▶ WORK REQUIRED
Report every line of the records below that includes the string "banner".

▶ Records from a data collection
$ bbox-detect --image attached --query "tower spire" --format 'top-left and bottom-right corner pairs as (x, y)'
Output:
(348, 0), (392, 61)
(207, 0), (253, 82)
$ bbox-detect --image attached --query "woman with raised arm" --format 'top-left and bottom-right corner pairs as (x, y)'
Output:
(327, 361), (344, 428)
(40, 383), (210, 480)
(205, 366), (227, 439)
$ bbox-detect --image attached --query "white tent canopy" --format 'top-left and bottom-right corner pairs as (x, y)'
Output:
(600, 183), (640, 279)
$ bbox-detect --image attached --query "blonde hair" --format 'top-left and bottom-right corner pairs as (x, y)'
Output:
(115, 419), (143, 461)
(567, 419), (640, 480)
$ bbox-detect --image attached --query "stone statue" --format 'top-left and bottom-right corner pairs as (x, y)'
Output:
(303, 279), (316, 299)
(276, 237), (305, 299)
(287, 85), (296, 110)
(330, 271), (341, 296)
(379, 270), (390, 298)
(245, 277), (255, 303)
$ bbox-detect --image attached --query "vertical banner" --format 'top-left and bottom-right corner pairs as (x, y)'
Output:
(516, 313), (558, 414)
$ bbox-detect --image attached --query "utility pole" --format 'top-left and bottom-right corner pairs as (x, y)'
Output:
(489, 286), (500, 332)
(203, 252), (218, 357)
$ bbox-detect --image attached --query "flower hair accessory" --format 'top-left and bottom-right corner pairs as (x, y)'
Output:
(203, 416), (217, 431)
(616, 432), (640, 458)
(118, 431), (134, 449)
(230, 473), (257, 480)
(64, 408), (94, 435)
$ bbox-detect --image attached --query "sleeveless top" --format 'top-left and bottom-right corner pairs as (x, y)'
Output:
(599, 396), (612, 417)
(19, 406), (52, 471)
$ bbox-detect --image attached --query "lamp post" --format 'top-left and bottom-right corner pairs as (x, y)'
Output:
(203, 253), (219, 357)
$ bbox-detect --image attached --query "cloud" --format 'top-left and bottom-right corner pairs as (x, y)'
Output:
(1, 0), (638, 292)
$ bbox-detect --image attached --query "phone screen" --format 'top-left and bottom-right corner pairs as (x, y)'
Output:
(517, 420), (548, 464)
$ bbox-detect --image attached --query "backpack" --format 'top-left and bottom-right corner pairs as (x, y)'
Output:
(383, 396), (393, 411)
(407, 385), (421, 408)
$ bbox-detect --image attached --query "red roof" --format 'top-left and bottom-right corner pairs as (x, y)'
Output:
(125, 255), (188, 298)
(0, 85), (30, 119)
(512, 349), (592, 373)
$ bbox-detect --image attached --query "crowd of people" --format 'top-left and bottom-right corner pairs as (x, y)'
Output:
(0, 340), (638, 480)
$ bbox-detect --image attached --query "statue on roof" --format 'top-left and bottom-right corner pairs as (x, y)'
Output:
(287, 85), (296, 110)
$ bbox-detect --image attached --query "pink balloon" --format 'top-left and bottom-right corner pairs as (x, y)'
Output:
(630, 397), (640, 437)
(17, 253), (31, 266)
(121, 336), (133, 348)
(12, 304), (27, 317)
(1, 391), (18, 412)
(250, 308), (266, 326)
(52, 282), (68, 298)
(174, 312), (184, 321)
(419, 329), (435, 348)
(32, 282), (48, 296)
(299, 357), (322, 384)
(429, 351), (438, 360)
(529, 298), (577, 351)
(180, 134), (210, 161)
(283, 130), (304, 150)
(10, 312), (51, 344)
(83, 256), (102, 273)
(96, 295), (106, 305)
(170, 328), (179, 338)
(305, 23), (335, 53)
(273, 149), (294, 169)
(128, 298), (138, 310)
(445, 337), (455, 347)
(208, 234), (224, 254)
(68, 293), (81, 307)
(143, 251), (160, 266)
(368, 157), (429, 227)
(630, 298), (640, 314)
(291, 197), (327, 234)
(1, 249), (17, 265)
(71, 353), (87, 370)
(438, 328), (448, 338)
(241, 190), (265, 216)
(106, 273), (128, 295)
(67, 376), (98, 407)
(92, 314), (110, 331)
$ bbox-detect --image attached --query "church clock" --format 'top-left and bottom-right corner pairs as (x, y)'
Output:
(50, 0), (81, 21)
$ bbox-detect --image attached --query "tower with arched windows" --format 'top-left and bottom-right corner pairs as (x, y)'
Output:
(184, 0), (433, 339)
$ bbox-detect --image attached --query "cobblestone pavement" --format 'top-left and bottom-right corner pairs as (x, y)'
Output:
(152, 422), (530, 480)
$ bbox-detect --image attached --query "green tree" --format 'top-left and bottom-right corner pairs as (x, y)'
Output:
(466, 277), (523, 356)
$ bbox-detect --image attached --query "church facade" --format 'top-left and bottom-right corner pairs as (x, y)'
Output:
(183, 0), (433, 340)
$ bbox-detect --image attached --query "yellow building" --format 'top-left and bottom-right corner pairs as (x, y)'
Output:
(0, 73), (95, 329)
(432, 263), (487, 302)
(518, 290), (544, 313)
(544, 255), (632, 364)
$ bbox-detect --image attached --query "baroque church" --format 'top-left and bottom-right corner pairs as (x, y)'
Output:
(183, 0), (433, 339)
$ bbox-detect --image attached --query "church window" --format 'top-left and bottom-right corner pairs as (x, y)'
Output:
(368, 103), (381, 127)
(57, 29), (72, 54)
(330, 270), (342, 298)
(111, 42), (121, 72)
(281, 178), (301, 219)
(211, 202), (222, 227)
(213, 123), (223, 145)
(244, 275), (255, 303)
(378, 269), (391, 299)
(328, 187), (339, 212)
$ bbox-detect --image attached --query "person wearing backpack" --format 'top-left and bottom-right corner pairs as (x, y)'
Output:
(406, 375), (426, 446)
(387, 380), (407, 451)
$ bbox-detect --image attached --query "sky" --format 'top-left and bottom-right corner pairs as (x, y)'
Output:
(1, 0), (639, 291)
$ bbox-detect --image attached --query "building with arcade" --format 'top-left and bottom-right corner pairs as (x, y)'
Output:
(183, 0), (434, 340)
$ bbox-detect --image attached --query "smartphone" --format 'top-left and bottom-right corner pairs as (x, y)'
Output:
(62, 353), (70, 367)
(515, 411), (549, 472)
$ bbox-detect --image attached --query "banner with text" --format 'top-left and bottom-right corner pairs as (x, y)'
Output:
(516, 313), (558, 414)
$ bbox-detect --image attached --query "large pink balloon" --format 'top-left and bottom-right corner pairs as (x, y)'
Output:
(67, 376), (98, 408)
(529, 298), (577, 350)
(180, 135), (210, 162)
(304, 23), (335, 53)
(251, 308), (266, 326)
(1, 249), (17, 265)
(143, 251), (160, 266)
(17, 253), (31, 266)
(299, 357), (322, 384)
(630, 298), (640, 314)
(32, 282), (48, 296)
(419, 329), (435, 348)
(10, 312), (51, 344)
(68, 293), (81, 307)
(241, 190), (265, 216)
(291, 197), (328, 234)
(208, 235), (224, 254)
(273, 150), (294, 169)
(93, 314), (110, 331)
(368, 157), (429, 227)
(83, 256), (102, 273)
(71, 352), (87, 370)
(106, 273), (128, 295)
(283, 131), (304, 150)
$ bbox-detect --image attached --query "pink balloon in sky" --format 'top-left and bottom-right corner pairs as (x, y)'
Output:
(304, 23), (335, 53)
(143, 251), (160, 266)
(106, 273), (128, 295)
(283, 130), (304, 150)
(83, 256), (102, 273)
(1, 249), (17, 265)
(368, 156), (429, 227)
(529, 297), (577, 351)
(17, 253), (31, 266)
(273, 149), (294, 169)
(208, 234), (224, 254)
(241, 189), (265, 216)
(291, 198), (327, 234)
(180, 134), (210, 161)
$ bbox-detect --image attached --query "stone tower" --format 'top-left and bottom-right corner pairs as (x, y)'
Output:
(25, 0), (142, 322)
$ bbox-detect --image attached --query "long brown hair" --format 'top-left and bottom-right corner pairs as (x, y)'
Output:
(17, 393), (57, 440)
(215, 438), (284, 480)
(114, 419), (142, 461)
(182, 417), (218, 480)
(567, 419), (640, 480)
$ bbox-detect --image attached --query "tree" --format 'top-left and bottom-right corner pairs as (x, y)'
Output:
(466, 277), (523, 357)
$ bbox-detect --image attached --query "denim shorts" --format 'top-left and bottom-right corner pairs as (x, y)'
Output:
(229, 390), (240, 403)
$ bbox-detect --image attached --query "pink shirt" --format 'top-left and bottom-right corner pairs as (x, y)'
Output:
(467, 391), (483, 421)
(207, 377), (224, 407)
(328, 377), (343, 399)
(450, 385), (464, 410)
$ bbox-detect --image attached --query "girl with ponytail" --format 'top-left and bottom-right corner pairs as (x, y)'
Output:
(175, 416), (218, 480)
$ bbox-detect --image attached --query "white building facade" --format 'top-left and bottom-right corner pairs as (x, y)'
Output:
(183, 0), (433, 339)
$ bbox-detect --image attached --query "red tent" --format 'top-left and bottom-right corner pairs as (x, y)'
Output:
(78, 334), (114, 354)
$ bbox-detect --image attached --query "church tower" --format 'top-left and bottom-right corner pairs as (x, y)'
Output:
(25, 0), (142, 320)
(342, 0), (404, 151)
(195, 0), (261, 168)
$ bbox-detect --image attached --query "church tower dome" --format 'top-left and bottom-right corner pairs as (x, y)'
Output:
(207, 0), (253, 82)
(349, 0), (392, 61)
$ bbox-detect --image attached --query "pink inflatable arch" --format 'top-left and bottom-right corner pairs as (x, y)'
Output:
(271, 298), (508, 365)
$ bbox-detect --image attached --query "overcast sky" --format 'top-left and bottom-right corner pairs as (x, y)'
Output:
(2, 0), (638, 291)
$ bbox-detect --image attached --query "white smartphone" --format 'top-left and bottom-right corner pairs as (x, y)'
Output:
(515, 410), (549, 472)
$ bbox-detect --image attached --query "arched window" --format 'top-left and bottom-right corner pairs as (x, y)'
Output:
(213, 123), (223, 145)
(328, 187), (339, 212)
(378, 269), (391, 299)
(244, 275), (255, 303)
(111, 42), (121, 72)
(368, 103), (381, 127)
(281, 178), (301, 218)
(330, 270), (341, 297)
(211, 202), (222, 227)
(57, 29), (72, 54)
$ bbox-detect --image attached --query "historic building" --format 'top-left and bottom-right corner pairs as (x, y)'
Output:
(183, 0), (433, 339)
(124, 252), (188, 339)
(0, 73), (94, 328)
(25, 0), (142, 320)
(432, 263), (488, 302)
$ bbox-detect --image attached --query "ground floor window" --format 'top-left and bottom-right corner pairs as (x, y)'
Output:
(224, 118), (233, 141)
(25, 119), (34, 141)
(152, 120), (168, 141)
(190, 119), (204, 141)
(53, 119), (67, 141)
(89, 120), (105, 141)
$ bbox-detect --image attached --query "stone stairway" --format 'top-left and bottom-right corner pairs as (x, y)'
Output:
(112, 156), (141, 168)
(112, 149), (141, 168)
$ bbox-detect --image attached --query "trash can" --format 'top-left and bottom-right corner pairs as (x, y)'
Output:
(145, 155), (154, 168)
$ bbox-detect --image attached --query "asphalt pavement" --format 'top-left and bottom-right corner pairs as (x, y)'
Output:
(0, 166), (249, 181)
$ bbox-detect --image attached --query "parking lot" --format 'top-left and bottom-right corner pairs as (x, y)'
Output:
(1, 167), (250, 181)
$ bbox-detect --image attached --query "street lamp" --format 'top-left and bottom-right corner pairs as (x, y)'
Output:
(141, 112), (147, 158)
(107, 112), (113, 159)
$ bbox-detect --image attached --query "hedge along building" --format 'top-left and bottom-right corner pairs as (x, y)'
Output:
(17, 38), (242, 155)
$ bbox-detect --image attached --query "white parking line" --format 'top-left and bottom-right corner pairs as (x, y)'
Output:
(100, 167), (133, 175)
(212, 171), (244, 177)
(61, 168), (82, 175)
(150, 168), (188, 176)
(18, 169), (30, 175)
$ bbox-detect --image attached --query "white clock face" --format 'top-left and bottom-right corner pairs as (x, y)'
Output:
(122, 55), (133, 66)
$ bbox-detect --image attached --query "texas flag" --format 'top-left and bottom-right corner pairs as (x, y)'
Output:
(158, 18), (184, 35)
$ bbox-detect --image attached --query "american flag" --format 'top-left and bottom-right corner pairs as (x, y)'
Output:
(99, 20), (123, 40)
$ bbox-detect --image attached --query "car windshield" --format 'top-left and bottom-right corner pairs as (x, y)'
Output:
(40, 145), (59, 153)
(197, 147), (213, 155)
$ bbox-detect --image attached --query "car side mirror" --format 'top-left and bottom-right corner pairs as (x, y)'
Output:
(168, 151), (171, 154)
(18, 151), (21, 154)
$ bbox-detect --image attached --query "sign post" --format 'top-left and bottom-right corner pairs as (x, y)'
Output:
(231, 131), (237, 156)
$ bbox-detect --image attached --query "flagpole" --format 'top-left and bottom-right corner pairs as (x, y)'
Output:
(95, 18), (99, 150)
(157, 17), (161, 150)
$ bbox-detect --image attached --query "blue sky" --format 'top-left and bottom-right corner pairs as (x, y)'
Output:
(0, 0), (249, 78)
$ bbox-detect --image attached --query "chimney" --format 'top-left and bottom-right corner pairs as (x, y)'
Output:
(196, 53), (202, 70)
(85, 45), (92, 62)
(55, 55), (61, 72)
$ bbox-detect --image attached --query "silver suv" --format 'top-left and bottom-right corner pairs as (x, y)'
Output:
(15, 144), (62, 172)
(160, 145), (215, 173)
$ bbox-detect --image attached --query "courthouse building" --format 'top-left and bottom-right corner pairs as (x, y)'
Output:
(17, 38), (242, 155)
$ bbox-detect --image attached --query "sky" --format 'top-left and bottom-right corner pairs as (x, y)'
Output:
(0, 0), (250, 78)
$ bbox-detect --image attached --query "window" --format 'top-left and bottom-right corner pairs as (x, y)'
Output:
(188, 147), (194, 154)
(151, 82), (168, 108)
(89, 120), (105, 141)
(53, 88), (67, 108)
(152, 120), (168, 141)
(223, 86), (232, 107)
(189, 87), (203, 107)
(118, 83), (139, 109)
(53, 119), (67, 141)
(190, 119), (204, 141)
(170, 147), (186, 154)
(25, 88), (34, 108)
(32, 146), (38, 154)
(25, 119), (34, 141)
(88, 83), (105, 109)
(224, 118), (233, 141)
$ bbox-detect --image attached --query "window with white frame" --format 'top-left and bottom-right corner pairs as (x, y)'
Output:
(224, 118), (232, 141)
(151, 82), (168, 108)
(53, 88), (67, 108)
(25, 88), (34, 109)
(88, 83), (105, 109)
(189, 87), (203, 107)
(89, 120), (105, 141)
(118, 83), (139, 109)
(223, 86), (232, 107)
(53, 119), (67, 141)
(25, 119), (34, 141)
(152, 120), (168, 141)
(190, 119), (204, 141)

▶ TASK ANSWER
$ bbox-detect --image attached --query "vertical banner" --format 'top-left and bottom-right corner pairs as (x, y)'
$ bbox-detect --image attached --query "banner with text" --format 'top-left and bottom-right corner pairs as (x, y)'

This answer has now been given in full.